**Short task**:
Print the line that contains "Where can the lamp" and every line after it through the last line of the records below, exactly as written and nothing else.

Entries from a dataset

——————————

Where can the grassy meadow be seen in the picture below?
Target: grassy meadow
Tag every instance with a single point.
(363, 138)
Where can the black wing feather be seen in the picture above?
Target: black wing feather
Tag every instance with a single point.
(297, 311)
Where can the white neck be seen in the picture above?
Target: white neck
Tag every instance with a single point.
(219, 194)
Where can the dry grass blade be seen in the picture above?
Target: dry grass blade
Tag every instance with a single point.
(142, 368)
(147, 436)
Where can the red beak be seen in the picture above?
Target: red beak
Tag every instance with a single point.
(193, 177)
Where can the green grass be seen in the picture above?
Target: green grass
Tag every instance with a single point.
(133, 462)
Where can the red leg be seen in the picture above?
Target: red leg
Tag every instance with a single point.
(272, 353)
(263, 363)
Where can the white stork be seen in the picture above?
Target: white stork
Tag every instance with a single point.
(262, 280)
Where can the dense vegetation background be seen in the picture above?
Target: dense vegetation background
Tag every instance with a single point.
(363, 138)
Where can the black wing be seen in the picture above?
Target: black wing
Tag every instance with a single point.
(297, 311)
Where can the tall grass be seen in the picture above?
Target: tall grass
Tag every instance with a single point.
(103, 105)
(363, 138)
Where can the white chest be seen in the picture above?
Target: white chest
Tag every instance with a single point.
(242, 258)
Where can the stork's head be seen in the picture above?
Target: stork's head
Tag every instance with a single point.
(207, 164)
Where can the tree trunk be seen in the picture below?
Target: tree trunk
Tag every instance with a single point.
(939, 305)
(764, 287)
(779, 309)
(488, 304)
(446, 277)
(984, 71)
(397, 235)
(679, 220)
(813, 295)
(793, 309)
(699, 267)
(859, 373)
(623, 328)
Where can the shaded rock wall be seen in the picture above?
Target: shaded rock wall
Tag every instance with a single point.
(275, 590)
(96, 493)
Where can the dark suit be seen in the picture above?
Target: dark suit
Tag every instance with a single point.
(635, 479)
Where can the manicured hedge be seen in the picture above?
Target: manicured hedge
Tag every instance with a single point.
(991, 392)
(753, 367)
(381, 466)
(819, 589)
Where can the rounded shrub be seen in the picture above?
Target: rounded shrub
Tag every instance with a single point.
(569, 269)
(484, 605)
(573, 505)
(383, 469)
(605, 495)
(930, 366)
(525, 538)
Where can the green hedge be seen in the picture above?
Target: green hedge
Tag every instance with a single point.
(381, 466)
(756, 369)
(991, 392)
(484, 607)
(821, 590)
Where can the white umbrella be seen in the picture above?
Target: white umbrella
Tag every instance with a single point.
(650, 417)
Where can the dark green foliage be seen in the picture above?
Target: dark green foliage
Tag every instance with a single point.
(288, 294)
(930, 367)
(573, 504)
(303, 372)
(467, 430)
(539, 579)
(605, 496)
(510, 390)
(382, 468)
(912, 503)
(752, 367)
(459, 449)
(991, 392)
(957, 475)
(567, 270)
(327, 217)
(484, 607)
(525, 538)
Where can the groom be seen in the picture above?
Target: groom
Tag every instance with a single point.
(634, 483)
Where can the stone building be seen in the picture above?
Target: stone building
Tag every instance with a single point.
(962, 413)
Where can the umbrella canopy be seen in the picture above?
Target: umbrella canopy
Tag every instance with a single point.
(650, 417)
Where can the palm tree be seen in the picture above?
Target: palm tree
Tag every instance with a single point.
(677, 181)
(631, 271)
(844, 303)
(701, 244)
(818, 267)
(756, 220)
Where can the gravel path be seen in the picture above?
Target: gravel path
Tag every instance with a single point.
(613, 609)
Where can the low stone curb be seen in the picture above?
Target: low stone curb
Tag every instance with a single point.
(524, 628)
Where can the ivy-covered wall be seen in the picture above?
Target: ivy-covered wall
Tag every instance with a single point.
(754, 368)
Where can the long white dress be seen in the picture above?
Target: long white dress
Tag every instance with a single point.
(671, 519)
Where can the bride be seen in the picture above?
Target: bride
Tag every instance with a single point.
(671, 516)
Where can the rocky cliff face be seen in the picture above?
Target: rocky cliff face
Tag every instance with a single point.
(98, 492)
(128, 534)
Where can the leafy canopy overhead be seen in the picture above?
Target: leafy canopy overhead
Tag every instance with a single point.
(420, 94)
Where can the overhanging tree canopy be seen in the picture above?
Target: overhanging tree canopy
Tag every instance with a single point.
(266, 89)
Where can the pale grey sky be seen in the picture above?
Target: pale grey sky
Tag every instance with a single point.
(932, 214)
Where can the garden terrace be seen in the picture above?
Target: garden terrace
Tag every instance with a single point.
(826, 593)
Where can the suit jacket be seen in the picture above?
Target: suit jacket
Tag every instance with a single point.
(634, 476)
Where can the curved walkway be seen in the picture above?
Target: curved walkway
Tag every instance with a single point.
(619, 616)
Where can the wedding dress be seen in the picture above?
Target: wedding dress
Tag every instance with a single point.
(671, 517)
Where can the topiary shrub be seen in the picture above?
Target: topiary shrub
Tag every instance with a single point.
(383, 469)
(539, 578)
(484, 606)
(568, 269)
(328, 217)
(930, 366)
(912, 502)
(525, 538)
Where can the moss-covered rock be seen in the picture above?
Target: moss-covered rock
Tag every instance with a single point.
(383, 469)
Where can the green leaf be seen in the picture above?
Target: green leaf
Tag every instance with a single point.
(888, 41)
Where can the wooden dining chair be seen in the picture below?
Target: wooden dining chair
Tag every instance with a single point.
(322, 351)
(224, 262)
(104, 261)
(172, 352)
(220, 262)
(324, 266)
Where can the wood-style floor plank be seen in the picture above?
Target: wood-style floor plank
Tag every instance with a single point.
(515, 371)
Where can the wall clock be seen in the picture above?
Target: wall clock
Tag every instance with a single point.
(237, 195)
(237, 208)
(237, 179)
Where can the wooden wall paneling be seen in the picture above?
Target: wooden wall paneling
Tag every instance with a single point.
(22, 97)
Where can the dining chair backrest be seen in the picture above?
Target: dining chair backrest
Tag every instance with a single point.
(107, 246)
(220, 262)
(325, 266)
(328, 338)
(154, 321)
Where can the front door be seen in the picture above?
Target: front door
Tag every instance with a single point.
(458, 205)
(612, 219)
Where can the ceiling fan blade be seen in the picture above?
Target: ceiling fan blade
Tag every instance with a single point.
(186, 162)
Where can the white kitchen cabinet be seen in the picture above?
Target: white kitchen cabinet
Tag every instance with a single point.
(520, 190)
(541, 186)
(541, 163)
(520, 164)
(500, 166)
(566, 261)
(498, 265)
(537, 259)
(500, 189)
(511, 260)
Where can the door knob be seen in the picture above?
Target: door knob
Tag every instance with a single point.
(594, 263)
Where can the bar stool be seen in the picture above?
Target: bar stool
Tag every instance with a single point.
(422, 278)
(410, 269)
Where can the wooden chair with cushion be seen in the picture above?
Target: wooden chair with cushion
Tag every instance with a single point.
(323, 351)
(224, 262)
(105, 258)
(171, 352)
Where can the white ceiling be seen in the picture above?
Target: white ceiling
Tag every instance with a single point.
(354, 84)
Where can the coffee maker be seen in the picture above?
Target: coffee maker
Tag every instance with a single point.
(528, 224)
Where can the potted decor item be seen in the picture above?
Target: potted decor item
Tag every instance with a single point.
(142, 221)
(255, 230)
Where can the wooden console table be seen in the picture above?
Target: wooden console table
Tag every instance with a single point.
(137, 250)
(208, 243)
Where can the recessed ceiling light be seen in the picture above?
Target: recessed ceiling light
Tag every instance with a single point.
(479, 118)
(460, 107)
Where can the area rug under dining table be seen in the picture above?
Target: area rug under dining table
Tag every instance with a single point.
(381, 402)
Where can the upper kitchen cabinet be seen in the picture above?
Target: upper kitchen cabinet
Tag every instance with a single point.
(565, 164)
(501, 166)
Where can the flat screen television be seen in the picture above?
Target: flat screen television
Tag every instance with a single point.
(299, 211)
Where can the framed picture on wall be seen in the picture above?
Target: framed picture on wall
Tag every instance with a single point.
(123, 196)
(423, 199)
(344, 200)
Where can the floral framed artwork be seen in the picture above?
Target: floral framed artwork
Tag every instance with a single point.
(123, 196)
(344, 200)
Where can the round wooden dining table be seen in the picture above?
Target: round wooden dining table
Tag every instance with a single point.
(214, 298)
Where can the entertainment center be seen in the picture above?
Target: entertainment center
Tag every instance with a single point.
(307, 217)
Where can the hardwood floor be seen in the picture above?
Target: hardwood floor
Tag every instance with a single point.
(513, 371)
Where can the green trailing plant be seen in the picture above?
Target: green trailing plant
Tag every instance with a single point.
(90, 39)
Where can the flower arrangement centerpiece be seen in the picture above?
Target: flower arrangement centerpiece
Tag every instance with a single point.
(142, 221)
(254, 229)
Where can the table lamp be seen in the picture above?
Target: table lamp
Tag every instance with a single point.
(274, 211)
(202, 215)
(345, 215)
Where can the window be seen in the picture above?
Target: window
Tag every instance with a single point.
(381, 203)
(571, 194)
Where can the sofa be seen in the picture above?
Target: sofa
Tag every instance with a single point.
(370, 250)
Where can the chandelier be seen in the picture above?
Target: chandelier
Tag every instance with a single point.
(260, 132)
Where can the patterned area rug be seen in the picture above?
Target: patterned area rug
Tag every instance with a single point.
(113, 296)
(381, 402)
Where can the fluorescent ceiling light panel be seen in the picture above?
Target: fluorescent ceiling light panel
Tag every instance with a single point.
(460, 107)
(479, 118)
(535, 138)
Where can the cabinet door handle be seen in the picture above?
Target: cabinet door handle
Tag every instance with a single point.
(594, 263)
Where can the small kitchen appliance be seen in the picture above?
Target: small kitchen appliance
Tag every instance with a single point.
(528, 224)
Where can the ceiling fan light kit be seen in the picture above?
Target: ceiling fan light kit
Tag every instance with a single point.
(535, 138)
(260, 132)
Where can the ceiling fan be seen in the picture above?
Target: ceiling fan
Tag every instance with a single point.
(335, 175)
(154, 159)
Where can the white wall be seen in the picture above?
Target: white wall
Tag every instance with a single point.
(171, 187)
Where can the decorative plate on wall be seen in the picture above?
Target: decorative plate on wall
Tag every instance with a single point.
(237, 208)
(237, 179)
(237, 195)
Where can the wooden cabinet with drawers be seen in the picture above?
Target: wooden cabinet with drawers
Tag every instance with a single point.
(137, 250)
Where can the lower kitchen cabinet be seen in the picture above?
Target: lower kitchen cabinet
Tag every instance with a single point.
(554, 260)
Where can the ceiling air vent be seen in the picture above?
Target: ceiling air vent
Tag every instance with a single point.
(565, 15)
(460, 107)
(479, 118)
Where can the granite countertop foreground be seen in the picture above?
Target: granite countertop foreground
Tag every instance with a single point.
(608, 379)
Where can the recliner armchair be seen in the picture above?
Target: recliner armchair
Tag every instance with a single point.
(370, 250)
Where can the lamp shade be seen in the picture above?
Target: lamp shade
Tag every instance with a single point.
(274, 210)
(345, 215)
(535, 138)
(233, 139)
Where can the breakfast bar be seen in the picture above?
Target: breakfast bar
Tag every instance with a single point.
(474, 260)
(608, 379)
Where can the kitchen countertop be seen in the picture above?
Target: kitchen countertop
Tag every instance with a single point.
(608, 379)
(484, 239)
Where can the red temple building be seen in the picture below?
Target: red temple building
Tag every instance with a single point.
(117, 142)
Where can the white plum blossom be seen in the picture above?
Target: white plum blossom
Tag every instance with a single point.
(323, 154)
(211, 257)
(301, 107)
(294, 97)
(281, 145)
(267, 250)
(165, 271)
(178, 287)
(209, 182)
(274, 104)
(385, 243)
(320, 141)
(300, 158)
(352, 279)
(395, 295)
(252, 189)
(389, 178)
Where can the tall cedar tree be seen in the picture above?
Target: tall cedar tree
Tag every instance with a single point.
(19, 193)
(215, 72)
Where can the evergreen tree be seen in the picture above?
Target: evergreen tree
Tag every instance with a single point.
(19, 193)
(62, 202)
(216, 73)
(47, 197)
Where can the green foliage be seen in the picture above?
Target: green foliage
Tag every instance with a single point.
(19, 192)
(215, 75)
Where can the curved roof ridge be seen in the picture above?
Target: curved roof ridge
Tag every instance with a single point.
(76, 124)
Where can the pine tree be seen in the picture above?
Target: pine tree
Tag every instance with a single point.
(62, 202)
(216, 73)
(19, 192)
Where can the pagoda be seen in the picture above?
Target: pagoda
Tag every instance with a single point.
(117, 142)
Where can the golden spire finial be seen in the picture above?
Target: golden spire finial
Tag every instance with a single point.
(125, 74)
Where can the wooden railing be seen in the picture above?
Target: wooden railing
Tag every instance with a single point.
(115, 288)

——————————

**Response to the exercise**:
Where can the lamp shade be seen in the picture above?
Target: lamp shade
Tag every instance with a single point.
(274, 210)
(345, 215)
(535, 138)
(233, 139)
Where can the breakfast bar be seen in the picture above?
Target: breakfast bar
Tag every instance with a single point.
(474, 260)
(608, 379)
Where can the kitchen countertop be seen in the picture above?
Target: kitchen countertop
Tag every instance with a single point.
(608, 379)
(484, 239)
Where can the red temple building be seen in the picture below?
Target: red temple building
Tag every instance with a single point.
(117, 142)
Where can the white plum blossom be seen in the picture above?
Target: white plum blossom
Tag every instance with a single point.
(323, 154)
(211, 257)
(301, 107)
(294, 97)
(281, 145)
(267, 250)
(165, 271)
(178, 287)
(209, 182)
(274, 104)
(385, 243)
(320, 141)
(300, 158)
(352, 279)
(395, 295)
(252, 189)
(389, 178)
Where can the tall cedar tree be seen in the picture above?
Target: tall cedar tree
Tag every instance with a single point.
(19, 193)
(215, 72)
Where can the evergreen tree be seen in the picture above?
Target: evergreen tree
Tag every instance with a single point.
(19, 193)
(62, 202)
(216, 73)
(47, 197)
Where can the green foliage be seen in the picture above?
Target: green foliage
Tag every instance with a single point.
(19, 192)
(215, 75)
Where can the curved roof ridge be seen in the picture above?
Target: curved roof ridge
Tag every instance with a single point.
(76, 124)
Where can the pine tree be seen in the picture above?
Target: pine tree
Tag every instance with a single point.
(62, 202)
(216, 73)
(19, 192)
Where can the pagoda be seen in the picture above?
Target: pagoda
Tag every instance with a single point.
(117, 142)
Where can the golden spire finial be seen in the picture above?
Target: golden spire finial
Tag every instance with a single point.
(125, 74)
Where can the wooden railing be seen in the picture above?
Target: wooden railing
Tag every instance with a single point.
(115, 288)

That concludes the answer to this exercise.